DOCUMENT EXCERPT:
★ ★ ★ ★ ★ ★ ★

Tag: Earth System Science Data

  • Data papers: publishing datasets as citable outputs

    Some of the most valuable products of research are datasets: a long-running environmental monitoring series, a carefully curated genomic resource, a survey assembled over years. Such a dataset can underpin dozens of later studies and outlast the project that created it. Yet the people who built it have often struggled to get formal credit, because the traditional unit of academic recognition is the journal article that interprets data, not the data themselves. The data paper exists to close that gap: a peer-reviewed article whose subject is a dataset — describing what it contains, how it was produced and how to reuse it — turning data work into a citable, reviewable output in its own right. This article explains how data papers work and why they matter, drawing on the research outputs domain of the CASRAI Dictionary.

    What a data paper is — and is not

    A data paper is not a research paper that happens to share its data, and it is not a results paper in disguise. Its purpose is descriptive: to document a dataset thoroughly enough that others can find, understand, trust and reuse it. A typical data paper covers what the data are, how and why they were collected, the methods and instruments used, the structure and format of the data, quality-control and validation procedures, and — crucially — where the data are deposited and under what licence. What a data paper generally does not do is advance a new scientific hypothesis or interpret the data to reach a novel conclusion; the contribution is the well-described, reusable resource itself. This restraint is the point: it lets the value of the data be assessed on its own terms, separately from any particular analysis.

★ ★ ★ ★ ★ ★ ★

RECORD EXTRACTS:
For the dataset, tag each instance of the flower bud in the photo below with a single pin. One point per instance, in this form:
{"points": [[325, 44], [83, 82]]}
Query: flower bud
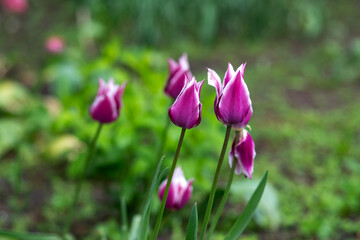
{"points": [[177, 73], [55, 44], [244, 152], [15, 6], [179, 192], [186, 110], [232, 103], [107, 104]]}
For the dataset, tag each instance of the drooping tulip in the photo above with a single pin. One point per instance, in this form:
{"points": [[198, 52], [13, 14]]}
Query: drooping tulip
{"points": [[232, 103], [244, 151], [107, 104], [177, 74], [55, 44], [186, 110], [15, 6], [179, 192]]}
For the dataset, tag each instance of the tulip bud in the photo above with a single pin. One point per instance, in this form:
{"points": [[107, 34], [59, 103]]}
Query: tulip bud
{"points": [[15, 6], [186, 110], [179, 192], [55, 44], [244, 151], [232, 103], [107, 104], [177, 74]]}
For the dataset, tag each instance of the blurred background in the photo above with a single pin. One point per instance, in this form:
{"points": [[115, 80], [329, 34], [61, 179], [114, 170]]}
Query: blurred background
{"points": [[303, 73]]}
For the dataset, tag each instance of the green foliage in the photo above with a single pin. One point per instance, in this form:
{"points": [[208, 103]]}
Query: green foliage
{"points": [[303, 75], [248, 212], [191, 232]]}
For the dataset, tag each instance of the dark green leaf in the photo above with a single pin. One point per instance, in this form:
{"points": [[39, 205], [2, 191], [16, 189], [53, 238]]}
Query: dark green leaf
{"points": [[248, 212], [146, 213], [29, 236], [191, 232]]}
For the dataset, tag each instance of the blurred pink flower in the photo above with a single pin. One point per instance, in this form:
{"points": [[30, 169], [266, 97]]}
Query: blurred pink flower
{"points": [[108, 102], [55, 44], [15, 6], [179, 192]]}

★ ★ ★ ★ ★ ★ ★

QUESTIONS:
(1) Duplicate everything in the article on data papers from "Some of the" down to "the CASRAI Dictionary.".
(2) Which part of which dictionary does the article on data papers draw on?
The records have nothing to do with the article on data papers.

TASK-BY-TASK OUTPUTS:
(1)
Some of the most valuable products of research are datasets: a long-running environmental monitoring series, a carefully curated genomic resource, a survey assembled over years. Such a dataset can underpin dozens of later studies and outlast the project that created it. Yet the people who built it have often struggled to get formal credit, because the traditional unit of academic recognition is the journal article that interprets data, not the data themselves. The data paper exists to close that gap: a peer-reviewed article whose subject is a dataset — describing what it contains, how it was produced and how to reuse it — turning data work into a citable, reviewable output in its own right. This article explains how data papers work and why they matter, drawing on the research outputs domain of the CASRAI Dictionary.

(2) The research outputs domain of the CASRAI Dictionary.